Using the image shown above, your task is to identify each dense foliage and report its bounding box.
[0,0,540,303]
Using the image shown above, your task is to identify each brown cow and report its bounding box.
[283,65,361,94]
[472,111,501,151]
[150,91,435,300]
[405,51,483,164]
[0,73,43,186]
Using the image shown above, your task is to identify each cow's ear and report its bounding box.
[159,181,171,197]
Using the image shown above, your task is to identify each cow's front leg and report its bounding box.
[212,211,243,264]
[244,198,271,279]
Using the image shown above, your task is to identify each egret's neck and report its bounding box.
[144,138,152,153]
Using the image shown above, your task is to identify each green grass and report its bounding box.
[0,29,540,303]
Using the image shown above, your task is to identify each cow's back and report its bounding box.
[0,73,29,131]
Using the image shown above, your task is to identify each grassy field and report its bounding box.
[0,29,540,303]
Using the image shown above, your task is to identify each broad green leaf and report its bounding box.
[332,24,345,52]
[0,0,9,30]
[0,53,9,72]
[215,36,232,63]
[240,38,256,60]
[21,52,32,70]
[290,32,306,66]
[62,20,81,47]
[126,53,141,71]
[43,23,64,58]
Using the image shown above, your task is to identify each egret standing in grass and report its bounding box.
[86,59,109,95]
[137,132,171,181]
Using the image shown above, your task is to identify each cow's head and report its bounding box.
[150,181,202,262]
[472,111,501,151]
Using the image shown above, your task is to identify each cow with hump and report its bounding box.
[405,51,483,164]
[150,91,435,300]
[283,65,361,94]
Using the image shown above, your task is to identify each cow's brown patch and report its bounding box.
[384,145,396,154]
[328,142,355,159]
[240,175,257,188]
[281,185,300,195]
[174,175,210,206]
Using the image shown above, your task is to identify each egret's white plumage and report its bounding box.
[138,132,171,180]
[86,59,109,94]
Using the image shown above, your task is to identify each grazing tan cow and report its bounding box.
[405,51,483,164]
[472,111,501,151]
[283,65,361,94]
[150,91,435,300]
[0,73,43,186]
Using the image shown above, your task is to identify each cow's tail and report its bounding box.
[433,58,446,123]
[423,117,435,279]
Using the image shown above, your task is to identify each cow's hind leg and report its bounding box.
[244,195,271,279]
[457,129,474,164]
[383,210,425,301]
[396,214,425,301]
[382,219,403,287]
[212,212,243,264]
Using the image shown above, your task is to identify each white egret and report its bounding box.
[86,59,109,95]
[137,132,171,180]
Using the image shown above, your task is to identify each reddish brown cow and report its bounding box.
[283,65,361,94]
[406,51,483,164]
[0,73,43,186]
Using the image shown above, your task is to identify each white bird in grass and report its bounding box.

════════════════

#### [INSTRUCTION]
Render every line of the listing above as a Markdown table with the columns Row and Listing line, numbering the rows in order and skipping any blank lines.

#### [TASK SOLUTION]
| Row | Listing line |
|---|---|
| 1 | Using the image shown above, your task is to identify each dense foliage and report its bounding box. |
| 2 | [0,0,540,303] |
| 3 | Using the image shown above, your task is to identify each brown cow and report its bounding box. |
| 4 | [283,65,361,94] |
| 5 | [472,111,501,151] |
| 6 | [150,91,435,300] |
| 7 | [405,51,483,164] |
| 8 | [0,73,43,186] |
| 9 | Using the image shown above, your task is to identify each cow's ear and report its bounding box. |
| 10 | [159,181,171,197] |
| 11 | Using the image shown above, your task is to identify each cow's front leg and report its bounding box. |
| 12 | [212,211,243,264] |
| 13 | [244,198,271,279] |
| 14 | Using the image shown above, your task is to identify each egret's neck and report its bounding box. |
| 15 | [144,138,152,153] |
| 16 | Using the image shown above, your task is to identify each green grass and report its bounding box. |
| 17 | [0,29,540,303] |
| 18 | Using the image shown above, your task is to identify each cow's back and report its bounding box. |
| 19 | [0,73,29,131] |
| 20 | Using the image shown above, your task is to identify each grassy field and report its bounding box. |
| 21 | [0,29,540,303] |
| 22 | Using the image shown above, your task is to identify each broad green leaf and report its bounding box. |
| 23 | [332,24,345,52] |
| 24 | [0,0,9,30] |
| 25 | [0,53,9,72] |
| 26 | [215,36,232,63] |
| 27 | [240,38,256,60] |
| 28 | [21,52,32,70] |
| 29 | [290,32,306,66] |
| 30 | [62,20,81,47] |
| 31 | [126,53,141,71] |
| 32 | [43,23,64,58] |
| 33 | Using the image shown above, your task is to identify each egret standing in grass and report its bounding box. |
| 34 | [86,59,109,95] |
| 35 | [137,132,171,181] |
| 36 | Using the image shown above, your task is to identify each cow's head and report its bounding box. |
| 37 | [150,181,202,262] |
| 38 | [472,111,501,151] |
| 39 | Using the image shown above, your task is to identify each cow with hump and report its bounding box. |
| 40 | [405,51,483,164] |
| 41 | [150,91,435,300] |
| 42 | [283,65,361,94] |
| 43 | Using the image shown above, your task is to identify each cow's brown patch and report its bounding box. |
| 44 | [384,145,396,154] |
| 45 | [328,142,355,159] |
| 46 | [240,175,257,188] |
| 47 | [281,185,300,195] |
| 48 | [174,175,210,206] |
| 49 | Using the image shown above, your task is to identify each egret's white plumage and report its bounding box. |
| 50 | [138,132,171,180] |
| 51 | [86,59,109,94] |
| 52 | Using the image shown above, your task is to identify each grazing tan cow and report its bounding box. |
| 53 | [405,51,483,164] |
| 54 | [472,111,501,151] |
| 55 | [283,65,361,94] |
| 56 | [150,91,435,300] |
| 57 | [0,73,43,186] |
| 58 | Using the image shown above, your task is to identify each cow's tail and report its bounding box. |
| 59 | [433,58,446,123] |
| 60 | [423,117,435,279] |
| 61 | Using the image shown above, your task is to identify each cow's hind leg and report its bounding box. |
| 62 | [244,195,271,279] |
| 63 | [457,129,474,164] |
| 64 | [383,210,425,301] |
| 65 | [396,214,425,301] |
| 66 | [382,219,403,287] |
| 67 | [212,212,243,264] |
| 68 | Using the image shown above, your task is to identify each white egret and report its bounding box. |
| 69 | [86,59,109,95] |
| 70 | [137,132,171,180] |
| 71 | Using the image shown above, your task is to identify each reddish brown cow and report its bounding box. |
| 72 | [283,65,361,94] |
| 73 | [406,51,483,164] |
| 74 | [0,73,43,186] |
| 75 | Using the image shown above, your task is to identify each white bird in grass and report its bounding box. |